What the task asks.
In your reply, reproduce the lines from the first one below to the line containing "spire, it would be much appreciated.", inclusive, exactly as they stand.

The input.
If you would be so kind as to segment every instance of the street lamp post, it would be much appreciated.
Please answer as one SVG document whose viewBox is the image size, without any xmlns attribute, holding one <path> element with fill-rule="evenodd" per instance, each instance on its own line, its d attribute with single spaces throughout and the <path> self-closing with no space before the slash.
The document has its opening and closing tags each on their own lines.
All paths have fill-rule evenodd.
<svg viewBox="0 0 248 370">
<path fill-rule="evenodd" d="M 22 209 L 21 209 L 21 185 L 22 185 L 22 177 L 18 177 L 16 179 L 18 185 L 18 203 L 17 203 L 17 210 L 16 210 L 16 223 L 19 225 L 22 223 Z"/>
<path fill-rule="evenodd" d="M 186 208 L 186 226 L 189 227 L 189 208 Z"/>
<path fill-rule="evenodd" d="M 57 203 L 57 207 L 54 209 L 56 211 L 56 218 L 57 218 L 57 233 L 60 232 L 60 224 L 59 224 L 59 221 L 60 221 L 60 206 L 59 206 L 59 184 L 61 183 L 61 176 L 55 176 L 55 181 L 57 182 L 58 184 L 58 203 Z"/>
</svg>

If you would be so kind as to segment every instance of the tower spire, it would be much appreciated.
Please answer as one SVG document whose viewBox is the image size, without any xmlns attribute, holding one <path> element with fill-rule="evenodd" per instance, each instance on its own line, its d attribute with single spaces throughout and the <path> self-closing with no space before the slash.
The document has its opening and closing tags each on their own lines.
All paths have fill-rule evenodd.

Written solution.
If you would be so kind as to segment every instance of the street lamp post, it would be much appreciated.
Please answer as one SVG document whose viewBox is the image size, without any xmlns attribute, holding one <path> element with fill-rule="evenodd" per instance, each instance on its own line, its d attribute with single spaces throughout and the <path> self-closing with no space before the slash.
The document has its opening and closing tags each on their own lines.
All paths have fill-rule evenodd.
<svg viewBox="0 0 248 370">
<path fill-rule="evenodd" d="M 22 209 L 21 209 L 21 185 L 22 185 L 22 177 L 18 177 L 16 179 L 18 185 L 18 203 L 17 203 L 17 210 L 16 210 L 16 223 L 19 225 L 22 223 Z"/>
<path fill-rule="evenodd" d="M 186 208 L 186 226 L 189 227 L 189 208 Z"/>
<path fill-rule="evenodd" d="M 57 203 L 57 207 L 54 209 L 56 211 L 56 218 L 57 218 L 57 233 L 60 232 L 60 224 L 59 224 L 59 221 L 60 221 L 60 206 L 59 206 L 59 184 L 61 183 L 61 176 L 55 176 L 55 181 L 57 182 L 58 184 L 58 203 Z"/>
</svg>

If you would be so kind as to segment every instance of the tower spire, it would be much appreciated.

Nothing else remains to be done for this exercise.